## DIRECTIONS
a: In the interview about Iraqimemorial.org, quote the passage starting with "As the project" and going on through "casualties in Iraq.".
b: Extend the interview about Iraqimemorial.org, beginning after its last line.

PAGE TEXT Block Start

Victims' Symptom
,
Ana Peraica
, 16 jan 2008
Tagged as:
ptsd, victims
- What is the difference of your project and other projects of the kind, like governmental memorials? And the other Iraqi Memorial?
I realize this is a very problematic and messy undertaking. We (particularly U.S. citizens), bear implicit responsibility for the deaths of many thousands of people in a country we know very little about on the other side of the globe. The primary question I am asking through this project is essentially - how do we respond as artists – is it possible to respond - to the deaths of Iraqi civilians that is occurring as the result of the actions of our government?
I first conceptualized Iraqimemorial.org in reaction to the publication online of the 5201 proposals for the official World Trade Center Memorial Competition in the fall of 2003. Even though the War in Iraq was still in it’s first year, civilian and military casualties already far exceeded the nearly 3,000 victims of the terrorist attack of 9/11. I thought, at the time, that there would never be an official call for proposals for a memorial to the innocent civilians killed in this war – a war that was, sadly, politically predicated by a propagandistic build up that, in the United States, sought to create a link between Iraq and the attacks of 9/11.
As the project idea evolved, I move away from my first instinct, which was to purely mimic the design of the WTC site towards a more thoughtful and serious attempt at creating a project that would seek to honour and memorialize the civilian victims of the War in Iraq through an open call for proposed, imagined memorials. Iraqimemorial.org is very similar to, and in fact uses standard methods of any typical “Call for Proposals” for a memorial or other public art or architecture competition. From my research prior to launching this project, the vast majority of memorials online to the Iraq war are primarily focused on the military dead – either en masse or individually. There are a few projects and websites dedicated to “the victims of terrorism” and such, but few that are solely focused on recognizing the civilian casualties in Iraq.
In the end it was the importance of creating a forum for artists to focus on the issue of civilian casualties in the war that moved me to get beyond any coincidental and likely unavoidable similarities between this project and others. As a practicing artist, one is always concerned about originality - yet in this context, I was troubled to think that other projects variously addressing the human toll of this war would cause me to abandon the effort and concept behind Iraqimemorial.org: the issue at hand is too important and deserving of further examination by artists.
I have put this project out there, in large part, as a memorial in and of itself – perhaps a futile gesture in light of the very real suffering by the Iraqi people – a suffering I can only imagine yet cannot disconnect from my level of comfort and complicity. I am hopeful that artists might respond to this project by creating ideas that seek to recognize the complicated nature of memorials and to question the social/political role of artists in such a difficult and very real context of death.
- What is the main motive(sp) for making such projects on the Internet as the medium?

PAGE TEXT Block End
RECORD EXCERPTS Block Start

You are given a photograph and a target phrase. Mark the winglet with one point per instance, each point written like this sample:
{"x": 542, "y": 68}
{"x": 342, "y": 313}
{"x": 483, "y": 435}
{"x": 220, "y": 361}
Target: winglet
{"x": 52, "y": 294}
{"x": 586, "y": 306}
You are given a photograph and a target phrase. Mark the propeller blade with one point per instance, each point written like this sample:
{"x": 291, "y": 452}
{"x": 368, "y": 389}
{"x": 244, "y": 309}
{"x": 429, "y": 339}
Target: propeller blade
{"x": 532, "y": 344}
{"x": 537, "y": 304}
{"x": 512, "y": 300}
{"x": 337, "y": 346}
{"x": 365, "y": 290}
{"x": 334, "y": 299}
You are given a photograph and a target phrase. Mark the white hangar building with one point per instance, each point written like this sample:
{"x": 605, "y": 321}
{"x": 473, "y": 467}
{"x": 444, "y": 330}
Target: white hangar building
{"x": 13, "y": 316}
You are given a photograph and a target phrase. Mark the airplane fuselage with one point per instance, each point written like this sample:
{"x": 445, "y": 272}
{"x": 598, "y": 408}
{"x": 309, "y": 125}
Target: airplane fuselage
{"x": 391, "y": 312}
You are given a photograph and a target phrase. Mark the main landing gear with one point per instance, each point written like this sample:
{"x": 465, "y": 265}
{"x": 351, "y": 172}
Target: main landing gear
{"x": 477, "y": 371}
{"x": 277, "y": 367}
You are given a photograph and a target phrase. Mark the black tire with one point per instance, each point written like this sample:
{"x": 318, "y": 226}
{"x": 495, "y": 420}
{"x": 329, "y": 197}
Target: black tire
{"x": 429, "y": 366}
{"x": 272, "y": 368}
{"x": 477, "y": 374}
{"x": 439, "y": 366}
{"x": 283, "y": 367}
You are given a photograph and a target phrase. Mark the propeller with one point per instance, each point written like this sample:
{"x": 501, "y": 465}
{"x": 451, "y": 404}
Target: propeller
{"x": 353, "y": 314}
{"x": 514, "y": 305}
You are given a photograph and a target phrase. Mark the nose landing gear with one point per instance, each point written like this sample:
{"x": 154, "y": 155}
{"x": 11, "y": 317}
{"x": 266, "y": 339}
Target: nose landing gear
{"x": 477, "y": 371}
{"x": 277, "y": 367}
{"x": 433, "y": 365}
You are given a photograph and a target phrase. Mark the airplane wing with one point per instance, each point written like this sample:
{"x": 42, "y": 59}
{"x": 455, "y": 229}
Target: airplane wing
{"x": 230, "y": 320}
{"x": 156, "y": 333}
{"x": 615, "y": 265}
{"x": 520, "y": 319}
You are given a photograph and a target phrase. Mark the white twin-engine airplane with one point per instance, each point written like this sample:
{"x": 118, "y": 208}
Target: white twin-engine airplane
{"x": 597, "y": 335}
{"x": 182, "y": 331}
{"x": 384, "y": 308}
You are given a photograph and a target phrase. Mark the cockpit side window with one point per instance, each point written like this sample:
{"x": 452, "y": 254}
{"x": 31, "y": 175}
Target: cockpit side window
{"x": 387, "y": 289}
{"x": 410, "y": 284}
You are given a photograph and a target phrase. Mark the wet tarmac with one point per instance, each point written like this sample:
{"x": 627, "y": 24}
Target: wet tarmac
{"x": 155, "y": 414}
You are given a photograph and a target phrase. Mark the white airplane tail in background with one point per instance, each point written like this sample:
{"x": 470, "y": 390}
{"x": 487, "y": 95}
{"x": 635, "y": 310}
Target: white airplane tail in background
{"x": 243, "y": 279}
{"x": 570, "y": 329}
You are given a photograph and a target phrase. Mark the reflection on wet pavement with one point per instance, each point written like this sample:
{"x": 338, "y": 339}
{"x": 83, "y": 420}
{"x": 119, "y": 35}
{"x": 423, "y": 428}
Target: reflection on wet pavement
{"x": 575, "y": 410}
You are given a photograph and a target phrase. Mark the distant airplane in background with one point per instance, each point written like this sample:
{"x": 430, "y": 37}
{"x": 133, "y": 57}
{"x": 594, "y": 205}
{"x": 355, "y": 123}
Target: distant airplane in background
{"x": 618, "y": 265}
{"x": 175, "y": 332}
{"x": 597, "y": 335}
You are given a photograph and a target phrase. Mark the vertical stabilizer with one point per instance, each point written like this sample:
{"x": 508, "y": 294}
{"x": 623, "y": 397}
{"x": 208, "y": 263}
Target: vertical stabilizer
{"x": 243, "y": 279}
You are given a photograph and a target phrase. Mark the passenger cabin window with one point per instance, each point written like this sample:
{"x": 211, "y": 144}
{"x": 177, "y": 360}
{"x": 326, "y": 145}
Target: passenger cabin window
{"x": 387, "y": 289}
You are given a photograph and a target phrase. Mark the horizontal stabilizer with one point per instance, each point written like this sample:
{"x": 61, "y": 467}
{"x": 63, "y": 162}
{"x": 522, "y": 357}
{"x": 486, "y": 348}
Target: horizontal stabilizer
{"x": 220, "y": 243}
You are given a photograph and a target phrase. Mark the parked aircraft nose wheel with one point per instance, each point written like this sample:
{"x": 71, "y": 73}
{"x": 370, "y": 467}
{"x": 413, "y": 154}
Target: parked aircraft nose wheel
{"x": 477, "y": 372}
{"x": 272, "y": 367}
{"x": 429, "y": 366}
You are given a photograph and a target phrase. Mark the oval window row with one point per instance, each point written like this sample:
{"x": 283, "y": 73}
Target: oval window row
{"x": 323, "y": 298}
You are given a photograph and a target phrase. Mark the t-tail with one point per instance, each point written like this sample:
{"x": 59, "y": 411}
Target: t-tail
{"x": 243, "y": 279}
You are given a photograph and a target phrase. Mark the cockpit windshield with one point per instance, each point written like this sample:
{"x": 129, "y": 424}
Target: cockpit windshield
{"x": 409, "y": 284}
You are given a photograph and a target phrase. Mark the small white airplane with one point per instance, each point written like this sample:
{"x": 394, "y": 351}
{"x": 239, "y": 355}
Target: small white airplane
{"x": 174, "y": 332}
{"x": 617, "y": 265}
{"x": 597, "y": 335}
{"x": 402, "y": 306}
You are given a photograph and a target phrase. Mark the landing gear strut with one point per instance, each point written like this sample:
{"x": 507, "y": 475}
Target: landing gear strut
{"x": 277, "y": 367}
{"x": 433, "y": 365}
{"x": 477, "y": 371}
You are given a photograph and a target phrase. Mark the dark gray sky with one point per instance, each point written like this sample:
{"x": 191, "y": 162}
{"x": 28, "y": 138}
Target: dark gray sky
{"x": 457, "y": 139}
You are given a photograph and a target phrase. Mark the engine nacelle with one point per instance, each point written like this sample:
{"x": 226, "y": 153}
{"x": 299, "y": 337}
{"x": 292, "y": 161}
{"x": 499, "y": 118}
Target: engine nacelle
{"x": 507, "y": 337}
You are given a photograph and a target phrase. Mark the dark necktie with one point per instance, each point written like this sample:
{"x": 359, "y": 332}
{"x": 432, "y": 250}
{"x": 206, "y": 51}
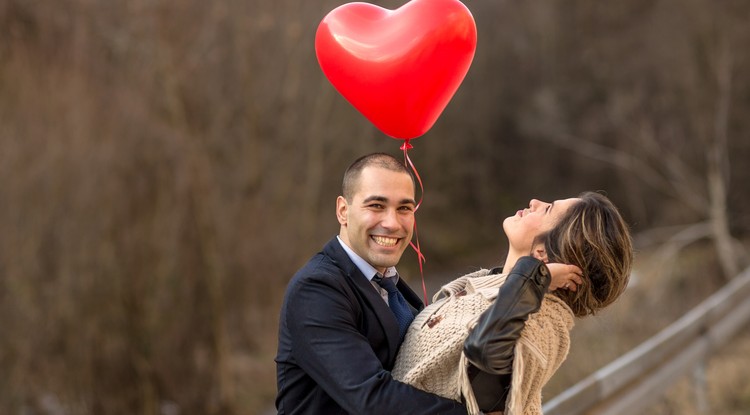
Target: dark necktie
{"x": 397, "y": 303}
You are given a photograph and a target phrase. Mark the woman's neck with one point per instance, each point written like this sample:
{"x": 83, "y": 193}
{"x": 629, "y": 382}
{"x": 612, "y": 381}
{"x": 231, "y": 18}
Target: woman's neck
{"x": 510, "y": 261}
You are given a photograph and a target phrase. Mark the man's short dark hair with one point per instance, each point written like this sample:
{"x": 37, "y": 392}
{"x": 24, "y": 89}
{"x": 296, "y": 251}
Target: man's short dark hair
{"x": 381, "y": 160}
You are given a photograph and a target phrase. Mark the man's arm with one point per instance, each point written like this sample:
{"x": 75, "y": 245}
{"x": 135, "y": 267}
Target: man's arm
{"x": 322, "y": 318}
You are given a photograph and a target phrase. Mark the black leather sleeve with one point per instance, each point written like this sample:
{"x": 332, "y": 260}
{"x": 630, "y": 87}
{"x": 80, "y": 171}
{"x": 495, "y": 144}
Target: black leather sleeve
{"x": 490, "y": 344}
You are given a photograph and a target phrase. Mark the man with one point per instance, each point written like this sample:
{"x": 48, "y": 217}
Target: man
{"x": 338, "y": 338}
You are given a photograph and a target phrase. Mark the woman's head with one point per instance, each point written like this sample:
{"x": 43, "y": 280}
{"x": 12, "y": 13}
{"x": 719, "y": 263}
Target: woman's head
{"x": 592, "y": 235}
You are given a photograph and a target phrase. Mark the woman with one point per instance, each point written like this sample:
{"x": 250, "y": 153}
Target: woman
{"x": 495, "y": 339}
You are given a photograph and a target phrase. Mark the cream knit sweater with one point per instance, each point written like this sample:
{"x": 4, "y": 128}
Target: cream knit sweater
{"x": 431, "y": 357}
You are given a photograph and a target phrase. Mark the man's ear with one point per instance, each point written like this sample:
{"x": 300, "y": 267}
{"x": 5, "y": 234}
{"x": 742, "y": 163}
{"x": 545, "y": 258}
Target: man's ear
{"x": 342, "y": 208}
{"x": 538, "y": 252}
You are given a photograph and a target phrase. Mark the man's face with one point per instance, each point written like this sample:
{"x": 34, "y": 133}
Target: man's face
{"x": 378, "y": 222}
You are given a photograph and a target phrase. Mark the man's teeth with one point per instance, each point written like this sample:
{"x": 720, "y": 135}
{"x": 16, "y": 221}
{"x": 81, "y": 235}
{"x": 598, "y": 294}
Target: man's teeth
{"x": 384, "y": 241}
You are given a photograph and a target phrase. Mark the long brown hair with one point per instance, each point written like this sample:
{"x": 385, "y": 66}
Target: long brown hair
{"x": 593, "y": 236}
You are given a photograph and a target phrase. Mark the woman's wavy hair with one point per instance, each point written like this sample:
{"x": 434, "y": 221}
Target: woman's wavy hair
{"x": 593, "y": 236}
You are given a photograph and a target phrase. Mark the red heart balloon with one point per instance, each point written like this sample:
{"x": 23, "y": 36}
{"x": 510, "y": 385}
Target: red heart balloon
{"x": 399, "y": 68}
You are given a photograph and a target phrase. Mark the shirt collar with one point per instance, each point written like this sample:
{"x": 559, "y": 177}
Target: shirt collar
{"x": 368, "y": 270}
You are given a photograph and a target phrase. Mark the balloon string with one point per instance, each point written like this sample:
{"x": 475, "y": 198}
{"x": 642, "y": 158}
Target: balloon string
{"x": 420, "y": 257}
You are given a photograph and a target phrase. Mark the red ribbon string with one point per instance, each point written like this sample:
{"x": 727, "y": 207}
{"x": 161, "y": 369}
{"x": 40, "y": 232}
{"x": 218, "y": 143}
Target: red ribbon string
{"x": 420, "y": 257}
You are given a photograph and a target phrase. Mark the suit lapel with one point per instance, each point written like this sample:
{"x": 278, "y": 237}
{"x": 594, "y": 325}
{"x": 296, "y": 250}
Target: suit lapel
{"x": 369, "y": 294}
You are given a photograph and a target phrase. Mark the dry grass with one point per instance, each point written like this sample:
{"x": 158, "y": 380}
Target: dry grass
{"x": 663, "y": 291}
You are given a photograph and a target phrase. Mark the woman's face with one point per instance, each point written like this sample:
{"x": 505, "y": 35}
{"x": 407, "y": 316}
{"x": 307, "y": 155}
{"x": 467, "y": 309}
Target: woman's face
{"x": 539, "y": 217}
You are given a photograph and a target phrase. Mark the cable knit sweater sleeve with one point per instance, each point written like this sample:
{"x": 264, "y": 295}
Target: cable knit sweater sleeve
{"x": 543, "y": 346}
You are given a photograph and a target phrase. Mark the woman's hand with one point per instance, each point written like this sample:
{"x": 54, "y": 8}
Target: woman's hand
{"x": 564, "y": 276}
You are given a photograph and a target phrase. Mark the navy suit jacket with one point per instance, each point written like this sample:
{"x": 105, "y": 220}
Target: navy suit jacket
{"x": 338, "y": 342}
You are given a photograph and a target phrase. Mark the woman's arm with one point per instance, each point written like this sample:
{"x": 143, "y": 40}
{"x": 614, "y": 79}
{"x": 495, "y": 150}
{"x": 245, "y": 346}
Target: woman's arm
{"x": 490, "y": 344}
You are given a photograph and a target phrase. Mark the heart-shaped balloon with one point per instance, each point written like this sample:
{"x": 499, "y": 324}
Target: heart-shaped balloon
{"x": 399, "y": 68}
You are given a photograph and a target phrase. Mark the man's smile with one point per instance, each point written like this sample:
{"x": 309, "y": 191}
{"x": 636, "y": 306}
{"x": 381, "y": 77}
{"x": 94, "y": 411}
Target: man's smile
{"x": 385, "y": 241}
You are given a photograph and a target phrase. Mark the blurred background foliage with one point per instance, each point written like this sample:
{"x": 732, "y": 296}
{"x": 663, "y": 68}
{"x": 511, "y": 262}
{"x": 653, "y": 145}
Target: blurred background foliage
{"x": 167, "y": 165}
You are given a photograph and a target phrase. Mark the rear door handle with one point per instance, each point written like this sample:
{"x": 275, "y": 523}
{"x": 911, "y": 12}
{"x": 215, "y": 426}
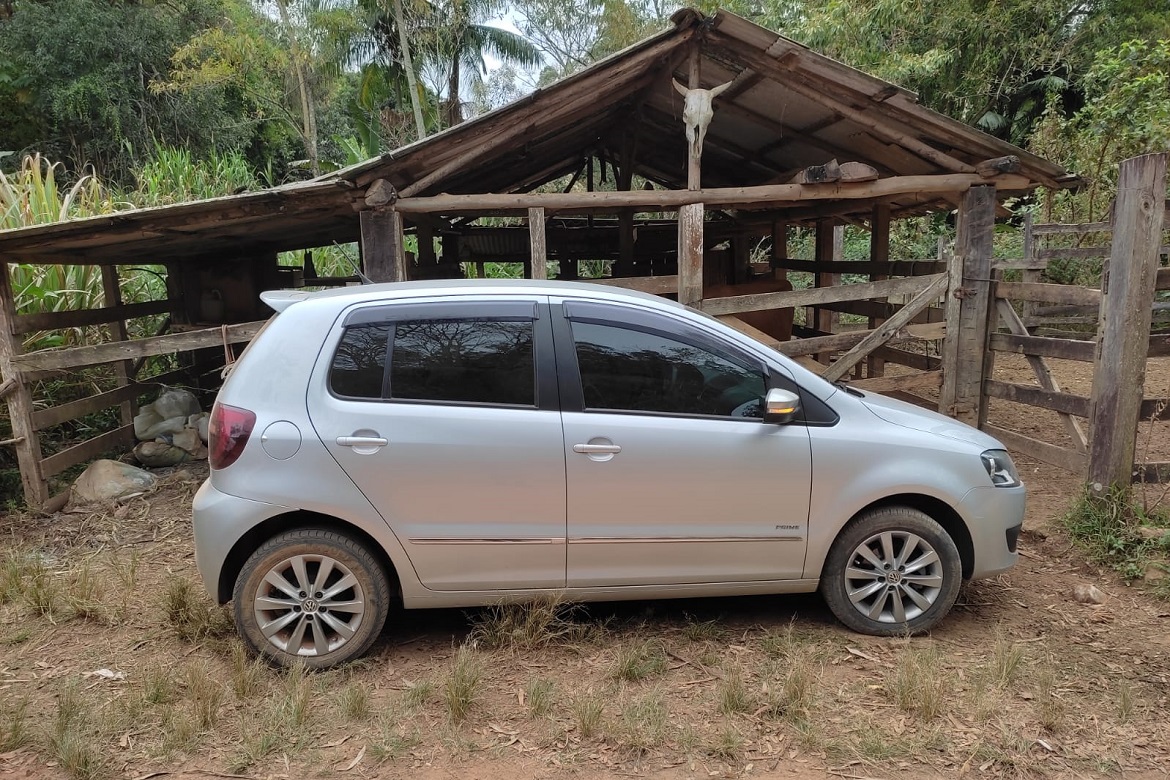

RECORD EXCERPTS Block End

## EXERCISE ANSWERS
a:
As the project idea evolved, I move away from my first instinct, which was to purely mimic the design of the WTC site towards a more thoughtful and serious attempt at creating a project that would seek to honour and memorialize the civilian victims of the War in Iraq through an open call for proposed, imagined memorials. Iraqimemorial.org is very similar to, and in fact uses standard methods of any typical “Call for Proposals” for a memorial or other public art or architecture competition. From my research prior to launching this project, the vast majority of memorials online to the Iraq war are primarily focused on the military dead – either en masse or individually. There are a few projects and websites dedicated to “the victims of terrorism” and such, but few that are solely focused on recognizing the civilian casualties in Iraq.

b:
Functioning as an individual artist with minimal grant or institutional support, the web serves as a logical context for the viral distribution of media content. Iraqimemorial.org is, first and foremost, a call for participation – a “user content generated site” that requires the involvement of others in order to succeed. I am a media artist – I have been working with electronic art forms for much of the past 20+ years – much of my recent works involve using the Internet for interventionist protest in computer game spaces I suppose if I were a gallery owner or publisher or worked at a museum this project could exist as a call for proposals for those contexts (exhibition or book) – that said, the potential for the Internet to reach many thousands of people both in terms of participation and visitors to the site presents an attractive and useful venue/medium to me as an artist/activist.
- Iraqi people can hardly connect to the Internet. For whom are these pages done?
Since the launch of the project this past December, there has been exactly one visit from Iraq to the Iraqimemorial.org project as recorded using Google Analytics. Persons in other countries in the Middle East, however, have visited the site in larger numbers. The project is still in its early stages both in terms of participation and hopefully exposure to the viewing public who would have access to the Internet. As the project is ongoing I would hope over time that more Iraqis could have the opportunity to view the project.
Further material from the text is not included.